WHAT IS ASKED: Repeat every record exactly, but keep images out of the copy.
[INFORMATION SUPPLIED start]
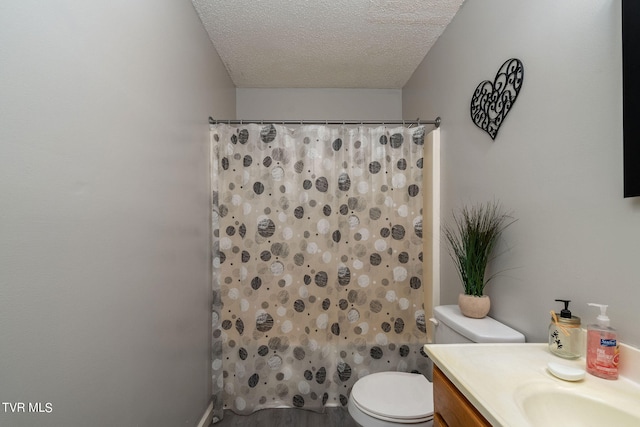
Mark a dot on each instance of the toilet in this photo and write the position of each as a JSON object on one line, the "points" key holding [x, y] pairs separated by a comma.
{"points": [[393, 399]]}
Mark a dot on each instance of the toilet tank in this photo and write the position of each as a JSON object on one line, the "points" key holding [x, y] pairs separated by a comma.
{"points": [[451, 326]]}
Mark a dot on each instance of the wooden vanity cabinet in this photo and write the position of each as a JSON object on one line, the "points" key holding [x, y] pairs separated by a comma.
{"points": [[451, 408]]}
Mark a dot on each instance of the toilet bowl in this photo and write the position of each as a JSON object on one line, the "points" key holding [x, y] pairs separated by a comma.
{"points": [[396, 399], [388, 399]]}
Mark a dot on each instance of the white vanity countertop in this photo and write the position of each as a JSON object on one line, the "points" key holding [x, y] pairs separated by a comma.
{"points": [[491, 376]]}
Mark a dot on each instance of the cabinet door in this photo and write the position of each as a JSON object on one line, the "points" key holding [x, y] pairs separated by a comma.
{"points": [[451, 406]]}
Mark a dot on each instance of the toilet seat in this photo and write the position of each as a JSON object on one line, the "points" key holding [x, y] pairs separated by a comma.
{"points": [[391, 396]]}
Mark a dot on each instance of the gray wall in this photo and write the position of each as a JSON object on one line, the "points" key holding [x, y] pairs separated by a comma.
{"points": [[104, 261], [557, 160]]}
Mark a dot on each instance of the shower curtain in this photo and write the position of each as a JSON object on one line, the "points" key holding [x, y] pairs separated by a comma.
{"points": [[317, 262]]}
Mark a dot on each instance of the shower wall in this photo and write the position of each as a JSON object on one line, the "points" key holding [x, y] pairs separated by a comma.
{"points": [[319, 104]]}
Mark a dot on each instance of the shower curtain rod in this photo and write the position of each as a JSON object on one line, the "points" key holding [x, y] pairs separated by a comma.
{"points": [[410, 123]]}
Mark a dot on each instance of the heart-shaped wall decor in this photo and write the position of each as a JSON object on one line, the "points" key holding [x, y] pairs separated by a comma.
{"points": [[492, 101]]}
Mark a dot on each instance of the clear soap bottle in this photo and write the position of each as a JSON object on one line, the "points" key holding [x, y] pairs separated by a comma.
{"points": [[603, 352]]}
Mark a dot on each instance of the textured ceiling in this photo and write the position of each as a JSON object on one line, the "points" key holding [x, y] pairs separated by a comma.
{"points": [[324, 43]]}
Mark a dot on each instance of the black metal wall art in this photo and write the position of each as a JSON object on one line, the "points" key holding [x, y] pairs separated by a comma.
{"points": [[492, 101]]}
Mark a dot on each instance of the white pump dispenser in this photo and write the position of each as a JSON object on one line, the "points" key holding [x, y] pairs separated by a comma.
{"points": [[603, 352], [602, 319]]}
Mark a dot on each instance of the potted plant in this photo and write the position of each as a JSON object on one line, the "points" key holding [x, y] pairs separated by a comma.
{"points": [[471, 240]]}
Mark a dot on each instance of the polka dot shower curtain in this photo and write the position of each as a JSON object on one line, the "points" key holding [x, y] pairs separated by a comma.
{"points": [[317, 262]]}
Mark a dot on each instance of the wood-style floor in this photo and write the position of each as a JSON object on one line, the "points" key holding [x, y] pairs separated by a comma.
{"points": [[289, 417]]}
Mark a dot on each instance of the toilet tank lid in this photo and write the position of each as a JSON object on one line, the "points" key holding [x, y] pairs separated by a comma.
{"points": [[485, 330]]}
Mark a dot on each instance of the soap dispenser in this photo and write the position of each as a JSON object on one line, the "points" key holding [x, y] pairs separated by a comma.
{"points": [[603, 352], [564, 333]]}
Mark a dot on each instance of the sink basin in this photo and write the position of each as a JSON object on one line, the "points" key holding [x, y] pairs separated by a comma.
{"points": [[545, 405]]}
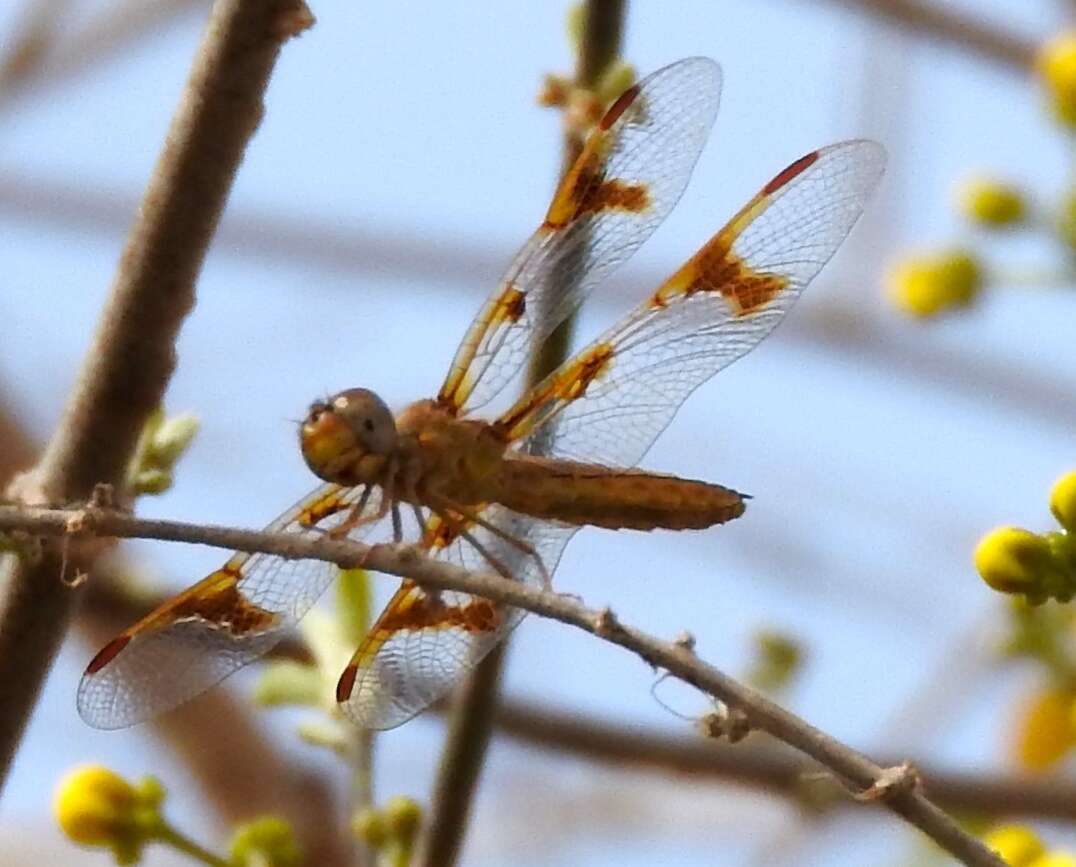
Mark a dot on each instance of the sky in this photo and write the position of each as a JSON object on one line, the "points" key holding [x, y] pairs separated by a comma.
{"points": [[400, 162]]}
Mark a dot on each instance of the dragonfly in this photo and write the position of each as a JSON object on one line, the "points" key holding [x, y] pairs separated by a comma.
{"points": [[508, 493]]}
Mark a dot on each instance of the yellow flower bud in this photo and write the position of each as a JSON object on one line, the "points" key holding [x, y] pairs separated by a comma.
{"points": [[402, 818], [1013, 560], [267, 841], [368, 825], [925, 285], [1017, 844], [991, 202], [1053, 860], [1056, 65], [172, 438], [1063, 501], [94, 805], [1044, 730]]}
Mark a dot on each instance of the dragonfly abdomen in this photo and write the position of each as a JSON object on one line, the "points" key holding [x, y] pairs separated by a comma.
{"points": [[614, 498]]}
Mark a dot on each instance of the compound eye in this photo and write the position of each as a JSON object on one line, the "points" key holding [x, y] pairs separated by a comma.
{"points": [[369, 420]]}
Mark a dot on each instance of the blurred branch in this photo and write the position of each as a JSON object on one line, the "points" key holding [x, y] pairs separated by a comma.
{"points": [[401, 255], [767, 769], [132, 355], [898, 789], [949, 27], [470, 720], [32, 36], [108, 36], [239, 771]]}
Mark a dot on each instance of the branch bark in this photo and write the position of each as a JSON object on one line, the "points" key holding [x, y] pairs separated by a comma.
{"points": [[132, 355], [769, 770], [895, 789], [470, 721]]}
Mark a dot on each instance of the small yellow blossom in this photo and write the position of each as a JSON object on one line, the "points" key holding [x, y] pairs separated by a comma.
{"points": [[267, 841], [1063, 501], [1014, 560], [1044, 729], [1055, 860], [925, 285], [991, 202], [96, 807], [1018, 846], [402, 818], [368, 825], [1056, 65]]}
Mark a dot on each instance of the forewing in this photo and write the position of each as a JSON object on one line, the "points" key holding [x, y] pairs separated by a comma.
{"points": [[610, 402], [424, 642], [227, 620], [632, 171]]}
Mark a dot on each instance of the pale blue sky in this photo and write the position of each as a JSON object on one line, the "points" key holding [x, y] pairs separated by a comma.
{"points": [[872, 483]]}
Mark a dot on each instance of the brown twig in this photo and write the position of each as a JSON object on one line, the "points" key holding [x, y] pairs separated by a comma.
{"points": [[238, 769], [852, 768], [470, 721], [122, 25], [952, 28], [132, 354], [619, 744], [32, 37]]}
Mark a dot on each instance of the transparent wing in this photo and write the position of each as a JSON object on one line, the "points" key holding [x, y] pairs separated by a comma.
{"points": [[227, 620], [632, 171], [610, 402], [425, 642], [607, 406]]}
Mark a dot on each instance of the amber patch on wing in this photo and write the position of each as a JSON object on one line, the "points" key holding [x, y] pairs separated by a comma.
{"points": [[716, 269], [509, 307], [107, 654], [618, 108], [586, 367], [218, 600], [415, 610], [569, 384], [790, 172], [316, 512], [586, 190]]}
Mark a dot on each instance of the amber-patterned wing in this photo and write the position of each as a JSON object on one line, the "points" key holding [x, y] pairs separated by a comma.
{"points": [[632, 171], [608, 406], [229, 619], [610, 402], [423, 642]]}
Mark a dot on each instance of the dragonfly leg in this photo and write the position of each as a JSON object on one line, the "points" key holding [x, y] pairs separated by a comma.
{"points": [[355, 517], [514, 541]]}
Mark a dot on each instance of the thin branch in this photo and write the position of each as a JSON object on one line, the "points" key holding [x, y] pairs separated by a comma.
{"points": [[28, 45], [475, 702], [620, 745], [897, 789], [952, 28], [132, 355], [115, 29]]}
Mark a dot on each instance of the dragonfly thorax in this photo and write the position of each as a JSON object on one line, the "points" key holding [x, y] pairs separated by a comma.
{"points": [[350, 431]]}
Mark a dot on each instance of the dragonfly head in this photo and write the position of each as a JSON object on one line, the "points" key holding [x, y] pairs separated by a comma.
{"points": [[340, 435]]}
[INFORMATION SUPPLIED end]
REPLY TO THE EXERCISE:
Mark a dot on each instance of the toilet in this photo and write the position of each as a JSON object on one line, the "points" key holding [x, y] pairs separated by a comma.
{"points": [[393, 399]]}
Mark a dot on each instance of the toilet tank in this photo and write the position of each as a JSON object on one line, the "points" key holding [x, y] pairs separated by a comma.
{"points": [[451, 326]]}
Mark a dot on each instance of the wooden vanity cabinet in this photo and write the position of each as a JSON object on one line, the "points" key holding [x, y] pairs separated by a comma.
{"points": [[451, 408]]}
Mark a dot on each instance of the toilet bowl in this photo and write the position of each as a JSON object on one line, the "points" key holding [x, y] pairs separated by a comma.
{"points": [[396, 399], [388, 399]]}
Mark a dot on each instance of the white vanity countertop in this photo and write the position of each as a JSON object on one line, the "points" key holding [x, y] pairs separated by a comma.
{"points": [[491, 376]]}
Mark a dot on each instance of the cabinet door in this photo and write the position of each as a JSON object on one line, the "points" key holding [x, y] pairs separated by a comma.
{"points": [[451, 406]]}
Mark a dot on each instance of the toilet seat in this photo and write the position of each as a JSON object on one line, the "points" key holding [x, y] pairs separated by a comma.
{"points": [[391, 396]]}
Mark a dot on each instance of the gray wall in this photo and write the position of each as a JSON object on one line, the "points" key holding [x, y] pairs separated by a comma.
{"points": [[104, 261], [557, 160]]}
Mark a dot on each instance of the shower curtain in this photo and write the position of each as a JSON object on one line, the "points" key holding [x, y] pairs separated by a comma.
{"points": [[317, 262]]}
Mark a dot on each instance of the shower wall in this photo and write the position of each as a JSON object on one line, the "points" key holding [x, y] pairs separated by a comma.
{"points": [[319, 104]]}
Mark a dot on each instance of the shower curtain rod in this photo and write the position of each as a JSON object on one line, the "points" key holding [x, y] pairs separated by a comma.
{"points": [[410, 123]]}
Mark a dot on each instance of the heart-shaped wall decor in this photo and write the position of each as a JSON object on one line, the "points" key holding [x, y] pairs separated by a comma.
{"points": [[492, 101]]}
Mark a dot on each instance of the clear soap bottle in this photo and write the position of each as a JSON object on one line, the "points" key holding [x, y] pairs separated by a comma.
{"points": [[603, 352]]}
Mark a dot on each instance of the textured ceiling in this photo and write the position of each as a JSON object on one line, the "points" key holding [x, y] pairs separated by a comma.
{"points": [[324, 43]]}
Mark a dot on each instance of the black metal wall art in this photo and write the position of each as a JSON object on one line, the "points" key holding [x, y] pairs separated by a comma.
{"points": [[492, 101]]}
Mark a dot on each instance of the white pump dispenser in this photo and write the position of each as a JSON object on one line, the "points" key holding [x, y] pairs separated by a comma.
{"points": [[603, 352], [602, 319]]}
Mark a dot on each instance of the potted plant in this photo and write the position of each as a JSON object on one line, the "points" key holding [x, y] pairs separated by a comma.
{"points": [[471, 240]]}
Mark a dot on each instance of the polka dot shower curtain in this photo and write the position of each as a JSON object on one line, the "points" key holding [x, y] pairs separated by a comma.
{"points": [[317, 262]]}
Mark a dot on each instance of the wood-style floor in this photo and write the position of each as a JSON object on one line, the "points" key holding [x, y] pairs separated by a comma.
{"points": [[289, 417]]}
Mark a dot on each instance of the toilet tank lid in this photo and write the position of each as a JSON object on one line, the "points" key holding [x, y] pairs separated by a comma.
{"points": [[485, 330]]}
Mark a dot on each instance of the soap dispenser in this photo and write the position of each as a JSON object on one line, the "points" key holding [x, y] pairs separated by a comma.
{"points": [[603, 352], [564, 333]]}
Mark a dot on each instance of the sink basin in this photo and write the position of each as a JSON object on one line, the "points" key holding [x, y] pairs separated by a comma.
{"points": [[545, 405]]}
Mark a dot on each instance of the sky in this photo and write the position of each as a JSON object on one line, the "points" key holding [x, y] pairs separated by a comma.
{"points": [[400, 162]]}
Mark a dot on each instance of the dragonfly in this photo and write the position of each as a JSON object on one line, the "points" key holding [x, y] pairs separated by a comma.
{"points": [[508, 493]]}
Mark a dot on each instance of the yellow flower bud in this photo and write the position of each as a JSON object on one line, the "points" key holding [x, y] pairs separated by a comma.
{"points": [[402, 818], [1013, 560], [267, 841], [368, 825], [925, 285], [1017, 844], [991, 202], [1053, 860], [1056, 65], [172, 438], [1063, 501], [94, 805], [1044, 730]]}
Mark a dot on each instance of the dragonfly abdomen in this photo and write the position of each as a JSON object on one line, the "points" key holding [x, y] pairs separated by a comma.
{"points": [[614, 498]]}
Mark a dot on each instance of the compound eye in this photo and write the position of each as a JSON object on one line, the "points" key holding [x, y] pairs separated by a comma.
{"points": [[369, 420]]}
Mark a dot on each instance of the blurred branch in this photo and write the position of each as a JSON object on one line, the "points" key holding [x, y] pairs separated by a comma.
{"points": [[401, 255], [767, 769], [132, 355], [898, 789], [949, 27], [470, 720], [32, 36], [108, 36], [239, 771]]}
Mark a dot on each instance of the branch bark in this photo and write the position of each as a JSON object on one line, the "points" key holding [x, y] pairs separated by a comma.
{"points": [[132, 355], [769, 770], [895, 789], [470, 721]]}
Mark a dot on each instance of the small yellow blossom in this photo and write the position of each as a JSON object on one line, the "points" key holding [x, y] pairs separated by a comma.
{"points": [[267, 841], [1063, 501], [1014, 560], [1044, 729], [1055, 860], [925, 285], [991, 202], [96, 807], [1018, 846], [402, 818], [368, 825], [1056, 65]]}
Mark a dot on each instance of the forewing in this photo and write the position of each as a JSON object on one line, the "points" key holding [x, y] pairs separated by a comma.
{"points": [[610, 402], [424, 642], [227, 620], [632, 171]]}
Mark a dot on each instance of the pale blue sky in this photo and write the position of each as a JSON object on one line, the "points" key holding [x, y] pairs separated by a comma.
{"points": [[872, 483]]}
Mark a dot on each instance of the brown twig in this photo and write the position of each as a JSON object on one line, the "points" key holding [x, y] pairs separated by a comma.
{"points": [[238, 769], [852, 768], [470, 721], [122, 25], [952, 28], [132, 354], [619, 744], [32, 37]]}
Mark a dot on each instance of the transparent wing in this photo and write the position of each as a JSON object on one line, the "points" key holding [x, y] pairs separated by a comma.
{"points": [[227, 620], [632, 171], [610, 402], [425, 642], [607, 406]]}
Mark a dot on each instance of the amber patch on wing in this photo and write the position of each as a JSON object on one line, the "points" key holding [x, y] pairs separated by a comma.
{"points": [[716, 269], [509, 307], [107, 654], [618, 108], [586, 367], [218, 600], [415, 610], [569, 384], [790, 172], [316, 512], [586, 190]]}
Mark a dot on each instance of the amber-patterned wing in this photo and write the position of each as a JSON object on one line, the "points" key holding [x, y] pairs separated by a comma.
{"points": [[632, 171], [608, 406], [229, 619], [610, 402], [423, 642]]}
Mark a dot on each instance of the dragonfly leg in this photo and write the position of each as a JSON object on one line, the "points" key holding [x, y] pairs separated by a comma.
{"points": [[355, 517], [514, 541]]}
Mark a dot on each instance of the thin branch in this photo and write the position of each as a JSON object on one line, the "points" key holding [x, y] pairs separated by a comma.
{"points": [[28, 45], [475, 702], [620, 745], [897, 789], [952, 28], [132, 355], [115, 29]]}
Mark a dot on each instance of the dragonfly thorax in this photo and write the position of each as a JSON object on one line, the "points" key holding [x, y] pairs separated by a comma.
{"points": [[350, 431]]}
Mark a dot on each instance of the dragonfly head in this photo and write the position of each as a JSON object on one line, the "points" key holding [x, y] pairs separated by a comma.
{"points": [[340, 435]]}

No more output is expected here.